··· Passage shown

The first consideration when choosing a backcountry campsite are the natural hazards. There are some serious threats that present themselves in the wild and you can place yourself directly in harm’s way if you are not careful.

Your proximity to bodies of water is often limited by rules of the backcountry but low lands and ravines pose serious threats, as well. You may be surprised to find out how fast low-lying areas fill with water when there are even minor rains. If you park a tent in these areas, you will wake up or return to a serious situation.

Of course, setting up around trees and on high ground can come with risks as well. Be aware of dead trees and branches in an area. If you see trees without leaves in the spring or summer or large limbs that are hung up high above, get away from here.

After reading that you might think an open field would be the perfect location to camp but this puts you at risk for lightning strikes and there is nothing blocking the wind. Also, avoid ledges or peaks that you could be blown off by powerful winds. This is particularly perilous in high altitudes where winds can be less predictable and more powerful.

······
··· Stored rows

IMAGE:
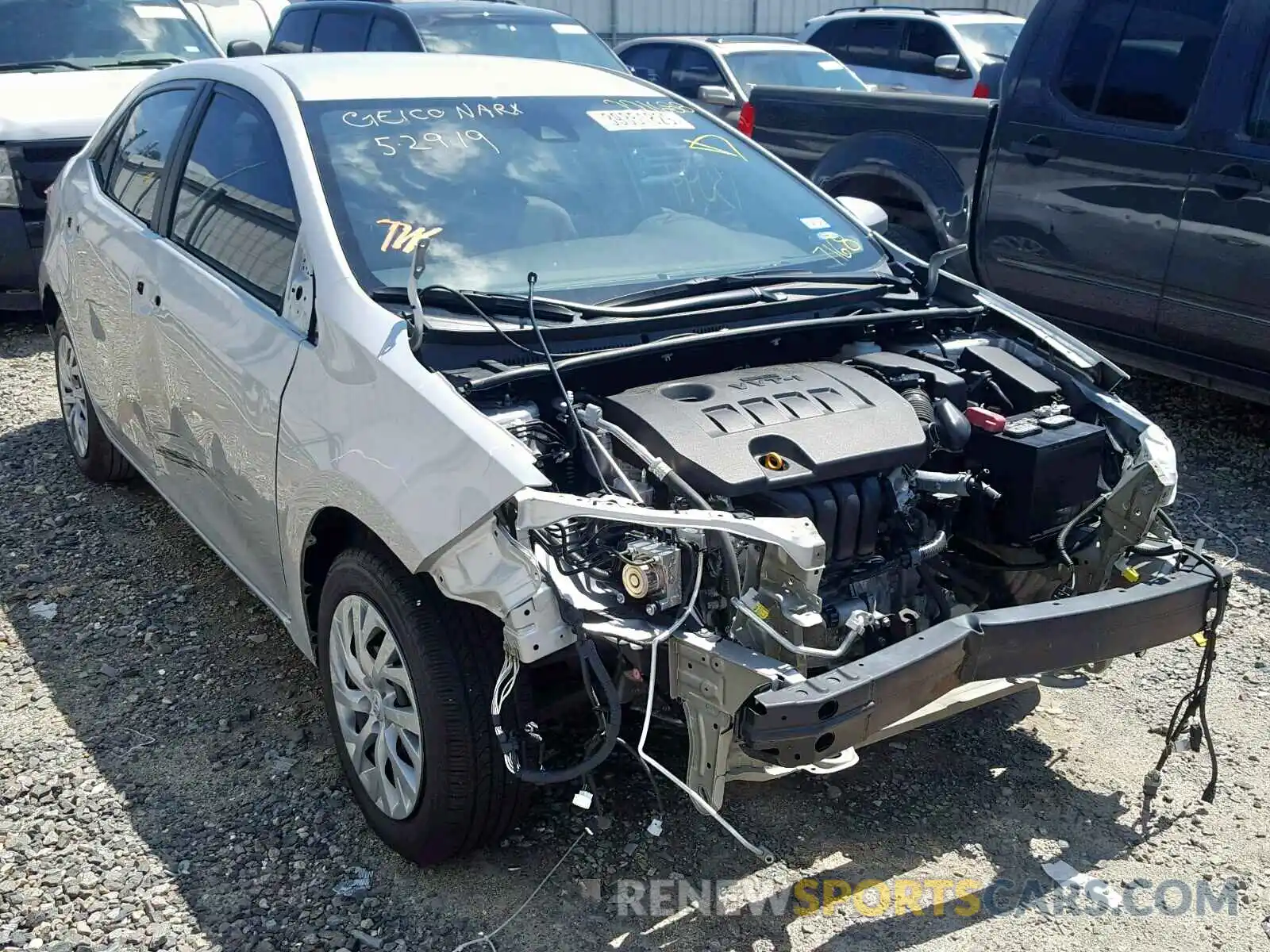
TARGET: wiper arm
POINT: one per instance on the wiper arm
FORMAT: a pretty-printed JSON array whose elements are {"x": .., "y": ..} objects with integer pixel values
[
  {"x": 41, "y": 63},
  {"x": 764, "y": 283},
  {"x": 545, "y": 309},
  {"x": 149, "y": 61}
]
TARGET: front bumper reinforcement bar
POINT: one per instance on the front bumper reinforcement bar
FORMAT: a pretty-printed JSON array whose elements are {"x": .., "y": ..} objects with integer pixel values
[{"x": 812, "y": 720}]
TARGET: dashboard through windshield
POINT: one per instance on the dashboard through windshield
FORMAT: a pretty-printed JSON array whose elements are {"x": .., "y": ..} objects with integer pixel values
[{"x": 600, "y": 197}]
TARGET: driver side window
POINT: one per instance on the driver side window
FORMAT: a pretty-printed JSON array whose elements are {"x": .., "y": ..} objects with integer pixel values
[
  {"x": 235, "y": 209},
  {"x": 695, "y": 69}
]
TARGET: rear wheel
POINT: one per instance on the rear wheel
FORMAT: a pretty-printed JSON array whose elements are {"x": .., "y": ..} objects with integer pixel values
[
  {"x": 406, "y": 678},
  {"x": 94, "y": 454}
]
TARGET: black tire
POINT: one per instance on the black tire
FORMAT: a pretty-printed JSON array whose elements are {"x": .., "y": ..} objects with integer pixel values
[
  {"x": 99, "y": 460},
  {"x": 916, "y": 243},
  {"x": 452, "y": 653}
]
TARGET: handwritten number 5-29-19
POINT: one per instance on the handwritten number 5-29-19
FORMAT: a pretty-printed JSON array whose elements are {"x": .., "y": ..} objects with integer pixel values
[{"x": 429, "y": 141}]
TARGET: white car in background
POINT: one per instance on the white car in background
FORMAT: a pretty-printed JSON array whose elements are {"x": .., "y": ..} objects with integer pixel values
[
  {"x": 914, "y": 48},
  {"x": 64, "y": 67},
  {"x": 531, "y": 397}
]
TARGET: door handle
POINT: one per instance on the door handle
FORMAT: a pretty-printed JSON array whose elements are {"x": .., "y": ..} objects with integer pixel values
[
  {"x": 1236, "y": 241},
  {"x": 1037, "y": 150},
  {"x": 1232, "y": 183}
]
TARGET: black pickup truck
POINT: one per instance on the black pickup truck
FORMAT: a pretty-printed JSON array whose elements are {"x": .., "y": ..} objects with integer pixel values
[{"x": 1121, "y": 186}]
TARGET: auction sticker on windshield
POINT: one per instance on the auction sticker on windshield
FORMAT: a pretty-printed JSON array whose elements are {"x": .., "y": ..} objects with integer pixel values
[{"x": 639, "y": 120}]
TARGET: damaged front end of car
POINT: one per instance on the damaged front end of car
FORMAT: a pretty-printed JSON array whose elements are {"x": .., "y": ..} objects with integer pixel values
[{"x": 800, "y": 558}]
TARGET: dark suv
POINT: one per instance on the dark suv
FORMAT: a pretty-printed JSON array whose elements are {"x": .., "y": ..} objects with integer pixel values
[{"x": 437, "y": 27}]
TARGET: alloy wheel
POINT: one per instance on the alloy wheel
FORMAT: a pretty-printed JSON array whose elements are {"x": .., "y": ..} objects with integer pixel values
[
  {"x": 375, "y": 704},
  {"x": 70, "y": 386}
]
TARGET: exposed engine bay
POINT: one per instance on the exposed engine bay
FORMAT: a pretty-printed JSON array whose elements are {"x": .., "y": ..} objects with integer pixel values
[
  {"x": 778, "y": 528},
  {"x": 907, "y": 463}
]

······

### Exercises to complete
1. Please explain, in one to three sentences, why the passage on backcountry campsites warns against pitching a tent in an open field.
2. According to the campsite passage, where can winds be less predictable and more powerful?
The material has no connection to the passage on backcountry campsites.

### Outputs
1. An open field puts campers at risk of lightning strikes. It also leaves nothing to block the wind.

2. In high altitudes.